» TEXT EXCERPT

_ _ _ _ _

The style of carving here and on the other similar examples from the Dwyer, Wise, and Mullin Collections cited under Treasury 5, no. 828, is identical, with reign marks on two serving to date the others. The subject matter here is by far the most intriguing of the group, however, with its wider range of archaistic motifs and its eccentric handles. As part of the Manchu response to China’s ancient material culture, the Qianlong emperor not only gathered together an immense collection of antiques, but compiled and published a massive volume, illustrated with wood-block printed drawings, on his collection of ancient bronzes (see under Treasury 2, no. 300). The enormous effort and imperial enthusiasm devoted to this project, published in 1751, may have propelled the emperor towards the archaistic decorative trend of the first half of his reign. A great patron of the arts, he produced and collected on a grand scale, taking an intense personal interest in both aspects. To gather together such a formidable collection of ancient bronzes (although part of it was undoubtedly inherited from his forebears), all of which he researched and published within fifteen years of his accession to the throne, is a testament to his enthusiasm. During that period it is only natural that his predilection for the ancient should expand to embrace massive patronage of the new, of which this bottle may be one result.

_ _ _ _ _

» YOUR OBJECTIVE
Answer these questions from the text on Qianlong-era carving:
1. What on two of the similar examples makes it possible to date the others?
2. In what year was the emperor's illustrated volume on his ancient bronzes published?
3. Within how many years of his accession did he research and publish his collection of ancient bronzes?
Rely only on the text on Qianlong-era carving.

» DATASET CONTENT
_ _ _ _ _

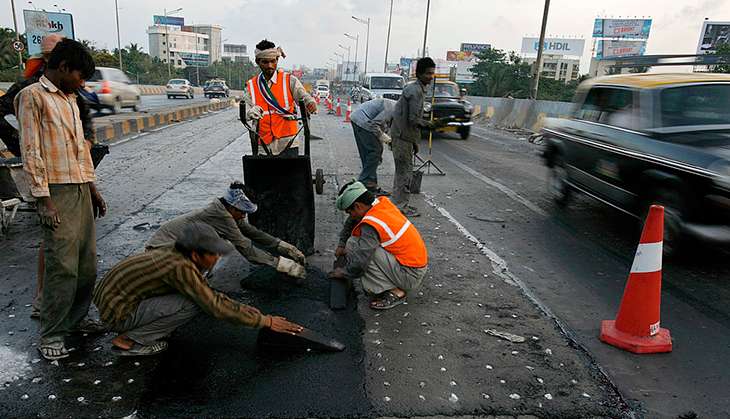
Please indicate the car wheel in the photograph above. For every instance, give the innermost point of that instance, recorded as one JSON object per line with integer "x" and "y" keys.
{"x": 464, "y": 132}
{"x": 558, "y": 186}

_ _ _ _ _

» SOLVED EXERCISE
1. Reign marks.
2. 1751.
3. Fifteen years.